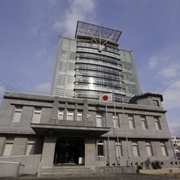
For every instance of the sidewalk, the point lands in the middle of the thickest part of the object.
(97, 177)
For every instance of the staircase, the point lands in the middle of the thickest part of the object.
(67, 171)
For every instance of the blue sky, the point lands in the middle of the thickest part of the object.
(30, 30)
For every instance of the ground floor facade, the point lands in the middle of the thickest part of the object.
(44, 132)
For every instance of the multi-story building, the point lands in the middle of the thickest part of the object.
(40, 134)
(44, 133)
(176, 143)
(93, 64)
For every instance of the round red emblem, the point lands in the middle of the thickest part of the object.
(105, 97)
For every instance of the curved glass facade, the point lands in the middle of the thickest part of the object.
(92, 65)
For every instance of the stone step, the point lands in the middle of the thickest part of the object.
(66, 170)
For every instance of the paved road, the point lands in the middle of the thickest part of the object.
(108, 177)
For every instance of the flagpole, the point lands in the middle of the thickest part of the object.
(117, 138)
(127, 143)
(108, 152)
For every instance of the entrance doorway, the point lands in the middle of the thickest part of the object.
(68, 152)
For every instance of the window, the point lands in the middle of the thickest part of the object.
(17, 114)
(163, 149)
(79, 116)
(155, 103)
(100, 148)
(37, 115)
(157, 123)
(115, 122)
(60, 114)
(118, 149)
(149, 149)
(30, 147)
(131, 122)
(143, 122)
(8, 146)
(70, 115)
(99, 120)
(135, 149)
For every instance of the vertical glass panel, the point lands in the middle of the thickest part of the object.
(115, 122)
(30, 148)
(157, 123)
(79, 116)
(99, 120)
(143, 122)
(17, 114)
(149, 149)
(135, 149)
(70, 115)
(60, 114)
(131, 122)
(37, 115)
(100, 148)
(118, 149)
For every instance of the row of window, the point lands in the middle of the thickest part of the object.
(70, 115)
(92, 45)
(99, 58)
(135, 149)
(18, 111)
(131, 122)
(8, 146)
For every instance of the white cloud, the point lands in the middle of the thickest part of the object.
(170, 72)
(153, 61)
(78, 10)
(174, 127)
(52, 2)
(43, 88)
(172, 95)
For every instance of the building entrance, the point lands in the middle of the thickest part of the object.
(69, 152)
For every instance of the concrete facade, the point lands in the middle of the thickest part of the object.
(57, 131)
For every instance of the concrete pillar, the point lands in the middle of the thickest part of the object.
(19, 146)
(48, 152)
(90, 152)
(2, 143)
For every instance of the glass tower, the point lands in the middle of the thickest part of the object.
(92, 64)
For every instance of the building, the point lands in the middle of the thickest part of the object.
(92, 64)
(42, 132)
(176, 143)
(72, 130)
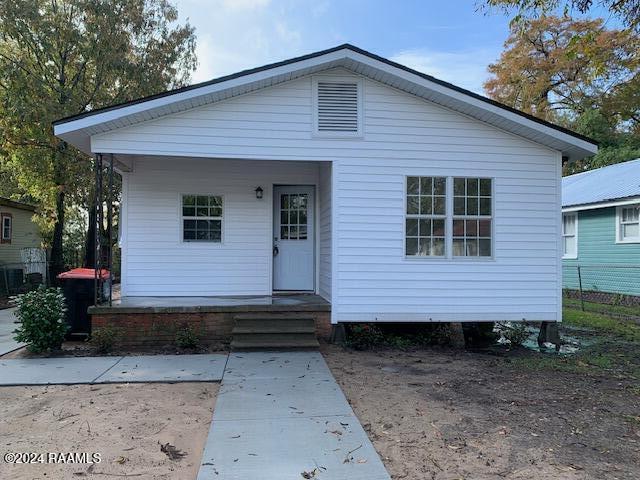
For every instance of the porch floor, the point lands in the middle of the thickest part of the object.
(266, 303)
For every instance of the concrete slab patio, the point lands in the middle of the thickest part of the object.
(7, 326)
(95, 370)
(281, 414)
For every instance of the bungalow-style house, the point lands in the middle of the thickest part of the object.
(385, 194)
(20, 242)
(601, 231)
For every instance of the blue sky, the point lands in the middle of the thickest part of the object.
(450, 39)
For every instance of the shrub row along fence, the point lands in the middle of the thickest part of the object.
(613, 290)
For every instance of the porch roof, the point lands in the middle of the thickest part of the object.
(78, 129)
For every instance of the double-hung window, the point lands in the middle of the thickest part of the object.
(629, 224)
(569, 235)
(202, 218)
(472, 217)
(7, 227)
(449, 217)
(426, 216)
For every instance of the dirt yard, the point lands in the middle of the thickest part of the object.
(127, 424)
(445, 414)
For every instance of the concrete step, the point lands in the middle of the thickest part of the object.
(274, 340)
(267, 325)
(270, 328)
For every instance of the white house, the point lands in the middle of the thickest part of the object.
(393, 195)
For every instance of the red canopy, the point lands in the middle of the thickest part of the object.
(86, 273)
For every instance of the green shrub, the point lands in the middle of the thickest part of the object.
(104, 338)
(516, 333)
(187, 337)
(42, 319)
(364, 336)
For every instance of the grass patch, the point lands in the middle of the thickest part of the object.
(622, 310)
(601, 323)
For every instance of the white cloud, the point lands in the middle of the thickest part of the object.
(235, 35)
(467, 69)
(245, 4)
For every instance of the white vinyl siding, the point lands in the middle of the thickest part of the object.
(372, 279)
(324, 224)
(570, 235)
(628, 224)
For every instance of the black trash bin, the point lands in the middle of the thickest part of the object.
(78, 287)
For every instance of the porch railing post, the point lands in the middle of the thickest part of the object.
(580, 285)
(110, 228)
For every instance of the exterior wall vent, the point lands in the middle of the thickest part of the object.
(338, 107)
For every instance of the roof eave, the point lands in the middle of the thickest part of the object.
(573, 145)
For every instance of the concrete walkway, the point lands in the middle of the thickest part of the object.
(7, 326)
(281, 415)
(91, 370)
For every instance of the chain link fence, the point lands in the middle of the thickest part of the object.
(613, 290)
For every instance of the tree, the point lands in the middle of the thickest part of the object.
(627, 11)
(578, 74)
(64, 57)
(558, 68)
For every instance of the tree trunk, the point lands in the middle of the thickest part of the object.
(57, 257)
(90, 242)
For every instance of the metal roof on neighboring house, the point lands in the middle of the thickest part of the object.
(602, 185)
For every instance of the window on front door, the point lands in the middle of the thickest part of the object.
(293, 216)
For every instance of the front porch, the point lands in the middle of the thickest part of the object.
(270, 320)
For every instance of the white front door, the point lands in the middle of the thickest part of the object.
(293, 234)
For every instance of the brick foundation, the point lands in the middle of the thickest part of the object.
(157, 329)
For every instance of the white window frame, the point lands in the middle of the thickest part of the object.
(565, 235)
(183, 218)
(314, 106)
(448, 256)
(620, 224)
(431, 217)
(5, 217)
(474, 217)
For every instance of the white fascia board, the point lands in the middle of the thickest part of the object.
(477, 103)
(160, 102)
(446, 93)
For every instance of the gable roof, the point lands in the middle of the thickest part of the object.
(78, 129)
(602, 185)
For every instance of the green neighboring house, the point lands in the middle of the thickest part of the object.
(601, 229)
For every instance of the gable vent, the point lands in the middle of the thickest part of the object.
(337, 107)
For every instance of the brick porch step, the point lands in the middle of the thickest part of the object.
(273, 331)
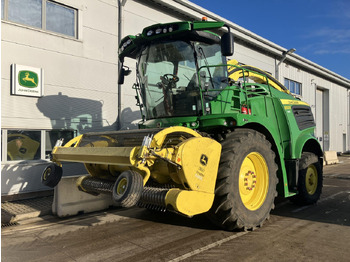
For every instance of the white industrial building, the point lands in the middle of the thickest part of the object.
(71, 48)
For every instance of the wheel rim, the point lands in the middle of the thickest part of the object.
(311, 180)
(122, 186)
(253, 181)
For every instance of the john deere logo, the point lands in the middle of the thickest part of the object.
(204, 160)
(28, 79)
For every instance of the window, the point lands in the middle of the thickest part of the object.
(31, 144)
(292, 86)
(43, 14)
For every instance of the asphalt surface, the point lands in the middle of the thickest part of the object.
(310, 233)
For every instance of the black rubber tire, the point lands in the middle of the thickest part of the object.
(303, 197)
(128, 188)
(51, 175)
(228, 210)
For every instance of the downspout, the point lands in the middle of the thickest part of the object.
(121, 4)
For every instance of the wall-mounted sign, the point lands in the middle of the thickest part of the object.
(27, 81)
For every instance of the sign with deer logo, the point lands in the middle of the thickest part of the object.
(27, 81)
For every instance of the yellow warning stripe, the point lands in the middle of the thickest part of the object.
(293, 102)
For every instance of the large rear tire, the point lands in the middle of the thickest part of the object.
(310, 180)
(246, 183)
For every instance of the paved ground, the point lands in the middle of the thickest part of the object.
(313, 233)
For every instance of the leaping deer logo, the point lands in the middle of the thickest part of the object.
(27, 78)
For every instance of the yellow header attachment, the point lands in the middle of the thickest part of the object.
(177, 156)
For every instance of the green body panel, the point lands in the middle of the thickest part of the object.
(251, 105)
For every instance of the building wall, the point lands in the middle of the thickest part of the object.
(80, 78)
(80, 85)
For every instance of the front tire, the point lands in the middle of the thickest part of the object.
(246, 183)
(310, 180)
(128, 188)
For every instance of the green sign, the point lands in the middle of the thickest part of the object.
(28, 79)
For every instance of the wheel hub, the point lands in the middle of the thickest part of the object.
(253, 181)
(311, 180)
(122, 186)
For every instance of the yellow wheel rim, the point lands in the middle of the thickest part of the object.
(122, 186)
(253, 181)
(311, 179)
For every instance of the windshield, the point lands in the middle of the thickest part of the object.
(168, 76)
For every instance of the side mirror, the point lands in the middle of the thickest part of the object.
(124, 71)
(227, 44)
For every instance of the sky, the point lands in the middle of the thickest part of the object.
(319, 30)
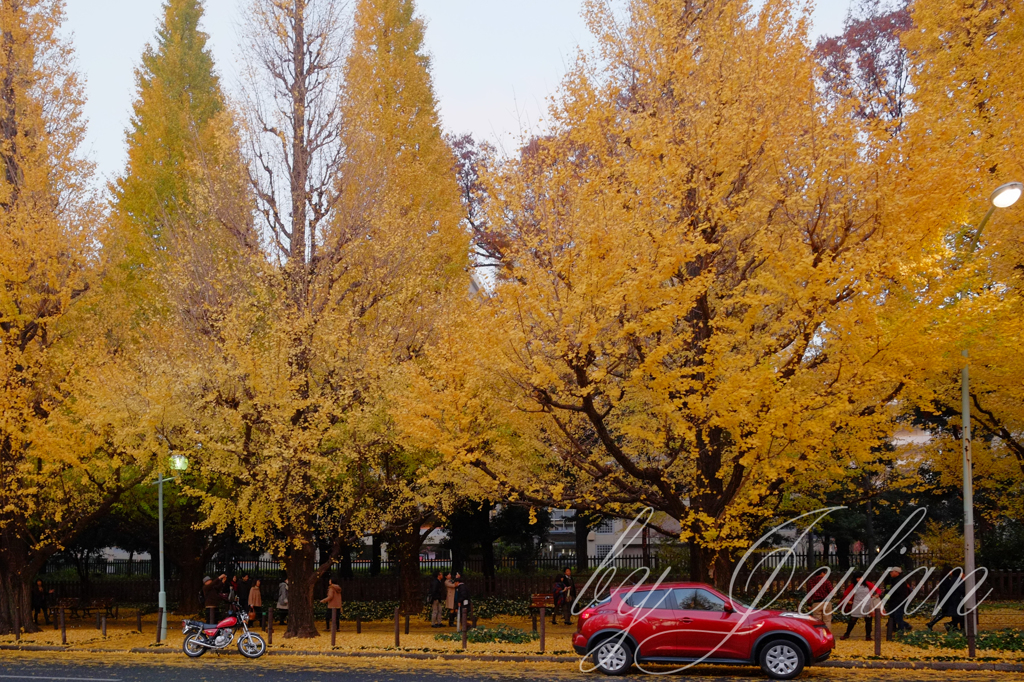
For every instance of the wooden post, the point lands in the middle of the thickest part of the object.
(878, 631)
(543, 621)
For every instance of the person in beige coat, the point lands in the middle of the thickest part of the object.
(333, 599)
(256, 602)
(450, 586)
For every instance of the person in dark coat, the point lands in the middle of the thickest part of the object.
(948, 596)
(570, 594)
(437, 596)
(39, 597)
(897, 593)
(462, 601)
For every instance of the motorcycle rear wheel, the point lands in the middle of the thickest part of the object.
(252, 645)
(192, 648)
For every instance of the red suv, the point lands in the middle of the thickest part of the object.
(681, 623)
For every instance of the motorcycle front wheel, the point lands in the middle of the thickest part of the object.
(252, 645)
(192, 646)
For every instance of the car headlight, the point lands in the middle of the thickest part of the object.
(800, 616)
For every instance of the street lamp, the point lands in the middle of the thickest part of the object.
(1004, 197)
(177, 463)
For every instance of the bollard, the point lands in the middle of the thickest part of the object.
(543, 621)
(878, 631)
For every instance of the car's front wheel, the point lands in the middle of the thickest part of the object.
(613, 656)
(781, 659)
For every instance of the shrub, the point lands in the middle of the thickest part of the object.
(504, 634)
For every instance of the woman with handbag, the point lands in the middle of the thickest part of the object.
(860, 600)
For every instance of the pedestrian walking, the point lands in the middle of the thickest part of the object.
(820, 595)
(256, 602)
(860, 599)
(570, 595)
(897, 594)
(462, 600)
(40, 596)
(333, 599)
(283, 600)
(949, 595)
(437, 598)
(450, 588)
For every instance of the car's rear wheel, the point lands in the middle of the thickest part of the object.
(613, 655)
(781, 659)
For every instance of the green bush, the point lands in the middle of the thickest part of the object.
(1009, 639)
(504, 634)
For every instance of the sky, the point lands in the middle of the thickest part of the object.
(494, 61)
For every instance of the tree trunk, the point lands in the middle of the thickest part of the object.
(487, 549)
(346, 561)
(300, 565)
(583, 526)
(375, 555)
(407, 544)
(15, 585)
(843, 553)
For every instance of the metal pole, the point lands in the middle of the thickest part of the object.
(162, 597)
(968, 504)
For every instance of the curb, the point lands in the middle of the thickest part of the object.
(869, 665)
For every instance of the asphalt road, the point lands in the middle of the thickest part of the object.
(232, 669)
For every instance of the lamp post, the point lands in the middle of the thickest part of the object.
(1004, 197)
(177, 463)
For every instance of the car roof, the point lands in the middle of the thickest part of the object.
(664, 586)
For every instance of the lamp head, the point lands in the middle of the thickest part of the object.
(1007, 195)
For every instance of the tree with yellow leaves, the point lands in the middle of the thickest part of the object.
(706, 283)
(73, 435)
(360, 214)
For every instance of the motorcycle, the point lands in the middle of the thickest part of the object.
(202, 637)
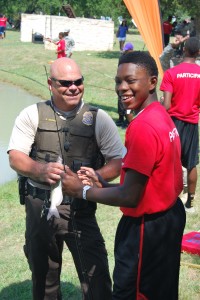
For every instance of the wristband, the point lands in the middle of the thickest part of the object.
(85, 188)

EXERCISE GOAL. Would you restate word for word only the lines from the one containing "For every instance of the motorcycle, the" to the final line of the material, both ends included, without any pictures?

EXERCISE RESPONSE.
For every instance of the motorcycle, the point lands in the middle of the thickest part of the object.
(202, 637)
For every instance of the wristband, the point lands in the middle of the thickest part of the object.
(85, 188)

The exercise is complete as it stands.